== Document passage ==
* Begin *
# Rom Manager 4.4.0.5 & CWM 5.0.1.0



## hacku (Jul 14, 2011)

So I flashed the latest recovery and my phone keeps getting stuck in the red M logo. Only way to get the phone to boot up is to do a battery pull.

I'm running the latest version of Rom Manager (v4.4.0.5) and flashed the latest CWM 5.0.1.0 and no luck. I checked Koush's Twitter account and noticed other have had this problem but usually solved it after reflashing twice. I've reflashed numerous times, even gone as far as uninstalling Rom Manager and re-installing it.

One thing I noticed though is that even when I uninstalled Rom Manager, anytime I power my phone off and turn it back on it's getting stuck at the M logo (never did that before). So I have to pull the battery every time now regardles of whether or not Rom Manager is installed. I also tried flashing an older recovery (2.5.1.4) from Rom Manager and I'm getting a "An error ocurred while downloading your recovery".

Has anyone else ran into this problem?

By the way, I'm running .602 rooted.


----------



## SeanRinVA (Jun 9, 2011)

I haven't seen this myself. When I updated to the latest version, it went smoothly for me. My suggestion would be to SBF back to 340 and go back up to 602, then install RM and see what happens. Before you do any of that, flash the previous recovery from within RM and do a nandroid backup of your current 602 config.
* End *
== Data excerpt ==
* Begin *
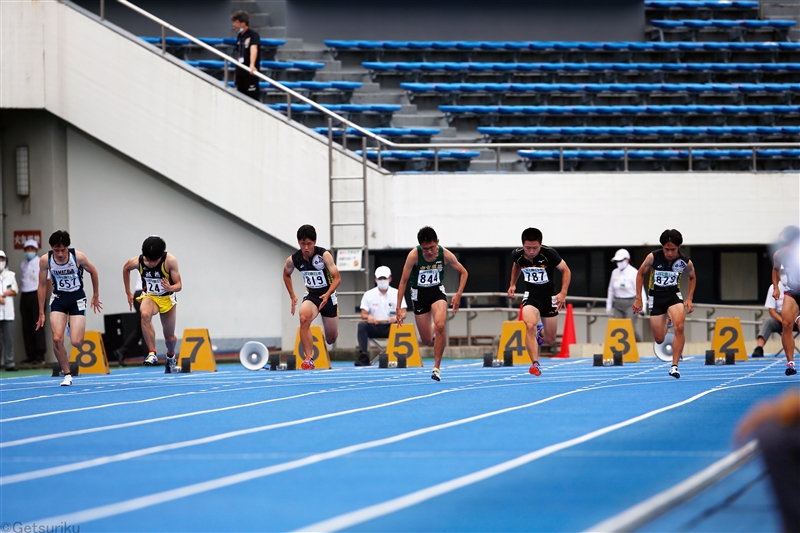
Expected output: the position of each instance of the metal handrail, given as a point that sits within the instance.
* End *
== Exercises to complete ==
a. Write out the part of the Rom Manager thread that opens with the words containing "## hacku (Jul" and closes with "a battery pull.".
b. Condense the paragraph of the Rom Manager thread that begins "One thing I noticed though" into a short bulleted list that keeps its main facts.
The data above comes from a separate source and is unrelated to the Rom Manager thread.

== Solved problems ==
a.
## hacku (Jul 14, 2011)

So I flashed the latest recovery and my phone keeps getting stuck in the red M logo. Only way to get the phone to boot up is to do a battery pull.

b.
- Even with Rom Manager uninstalled, the phone gets stuck at the M logo whenever it is powered off and back on, which never happened before.
- A battery pull is now required every time, whether or not Rom Manager is installed.
- Trying to flash the older 2.5.1.4 recovery from Rom Manager produces an error saying the recovery could not be downloaded.